Collect every line in the items below that contains the string "collar". Case counts, so uppercase and lowercase letters must match.
####################
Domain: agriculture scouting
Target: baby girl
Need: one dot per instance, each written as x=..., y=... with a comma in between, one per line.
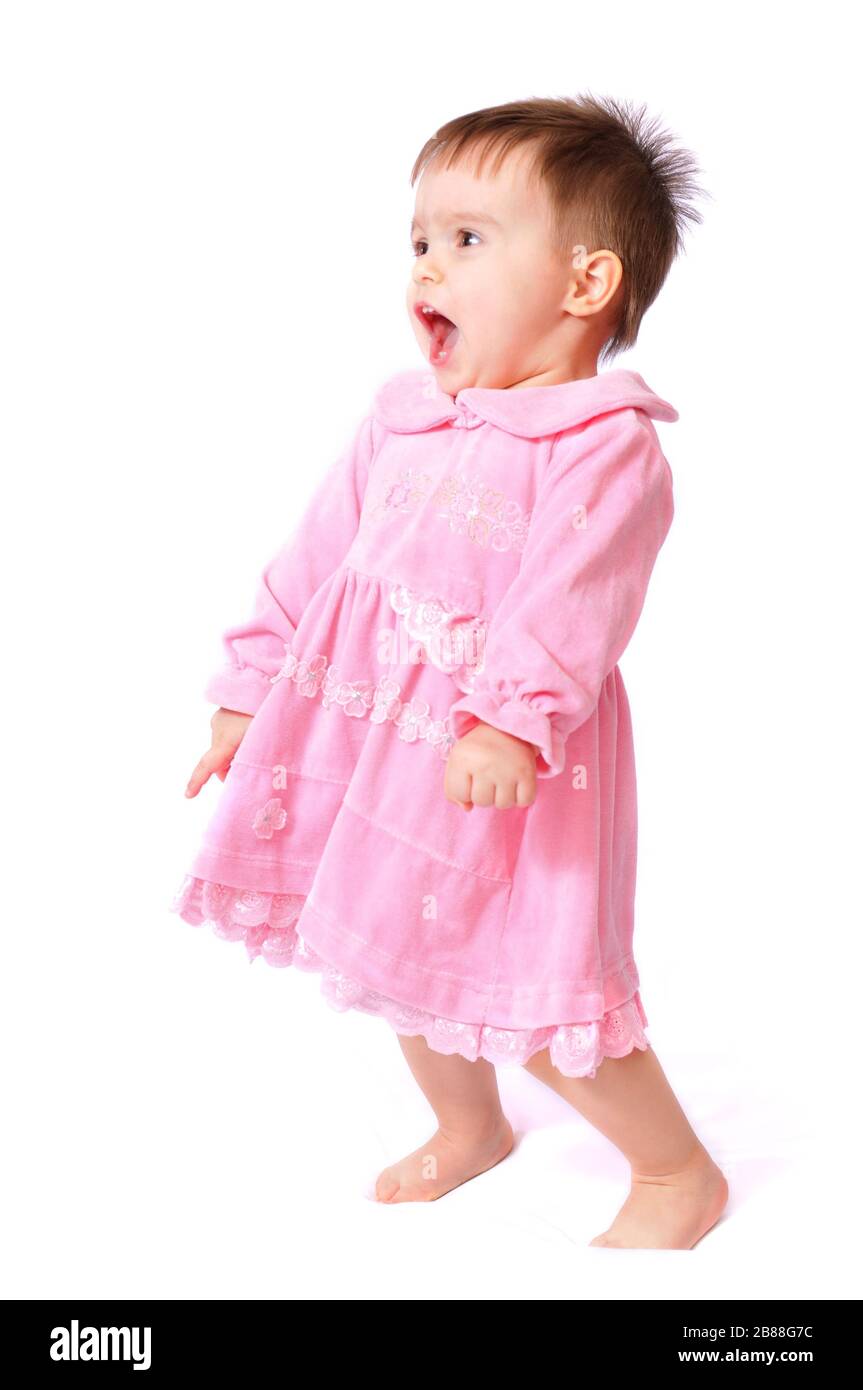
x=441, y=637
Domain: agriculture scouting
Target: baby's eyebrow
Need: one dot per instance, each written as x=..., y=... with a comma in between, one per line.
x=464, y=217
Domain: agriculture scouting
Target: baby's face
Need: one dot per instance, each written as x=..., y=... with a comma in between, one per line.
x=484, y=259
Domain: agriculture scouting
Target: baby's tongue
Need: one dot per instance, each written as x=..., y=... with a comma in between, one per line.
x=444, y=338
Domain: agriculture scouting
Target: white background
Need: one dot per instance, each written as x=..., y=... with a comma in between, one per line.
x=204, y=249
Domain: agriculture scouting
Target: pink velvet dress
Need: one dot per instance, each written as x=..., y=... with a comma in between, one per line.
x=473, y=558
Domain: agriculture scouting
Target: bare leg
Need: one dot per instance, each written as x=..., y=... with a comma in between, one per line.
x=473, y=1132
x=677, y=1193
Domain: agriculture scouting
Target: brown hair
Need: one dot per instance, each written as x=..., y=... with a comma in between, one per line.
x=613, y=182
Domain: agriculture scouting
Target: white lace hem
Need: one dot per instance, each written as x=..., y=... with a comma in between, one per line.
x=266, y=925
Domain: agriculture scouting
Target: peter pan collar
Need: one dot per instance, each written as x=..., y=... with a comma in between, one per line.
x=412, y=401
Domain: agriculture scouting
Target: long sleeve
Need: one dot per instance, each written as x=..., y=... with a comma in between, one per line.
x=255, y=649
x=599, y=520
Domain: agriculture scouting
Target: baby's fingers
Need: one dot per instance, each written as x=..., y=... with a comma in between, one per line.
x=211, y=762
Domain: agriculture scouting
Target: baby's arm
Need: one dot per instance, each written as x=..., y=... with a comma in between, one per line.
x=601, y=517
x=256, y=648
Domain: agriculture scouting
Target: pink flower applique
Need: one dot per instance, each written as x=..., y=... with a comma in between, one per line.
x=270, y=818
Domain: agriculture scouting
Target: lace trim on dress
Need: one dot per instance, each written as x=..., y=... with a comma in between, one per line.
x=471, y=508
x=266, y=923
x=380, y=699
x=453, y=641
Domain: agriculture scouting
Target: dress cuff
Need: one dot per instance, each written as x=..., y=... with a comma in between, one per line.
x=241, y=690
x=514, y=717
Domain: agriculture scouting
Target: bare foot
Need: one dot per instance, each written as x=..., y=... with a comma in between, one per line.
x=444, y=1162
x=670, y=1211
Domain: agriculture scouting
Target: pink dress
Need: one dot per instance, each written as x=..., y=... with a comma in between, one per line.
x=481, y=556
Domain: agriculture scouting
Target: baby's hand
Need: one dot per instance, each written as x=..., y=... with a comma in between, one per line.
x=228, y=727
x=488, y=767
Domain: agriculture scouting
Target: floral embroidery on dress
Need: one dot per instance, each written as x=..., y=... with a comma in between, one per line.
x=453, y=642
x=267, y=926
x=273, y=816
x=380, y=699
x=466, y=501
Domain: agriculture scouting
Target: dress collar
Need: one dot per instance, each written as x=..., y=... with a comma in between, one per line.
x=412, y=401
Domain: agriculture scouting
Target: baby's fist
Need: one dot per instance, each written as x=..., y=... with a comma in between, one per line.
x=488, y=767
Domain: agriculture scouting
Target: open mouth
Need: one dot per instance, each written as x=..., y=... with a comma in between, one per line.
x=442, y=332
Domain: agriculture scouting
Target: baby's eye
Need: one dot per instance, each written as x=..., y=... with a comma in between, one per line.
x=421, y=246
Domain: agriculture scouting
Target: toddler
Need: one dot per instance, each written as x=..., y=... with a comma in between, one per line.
####################
- **COMPLETE RESPONSE**
Target: peter pan collar
Target: dress collar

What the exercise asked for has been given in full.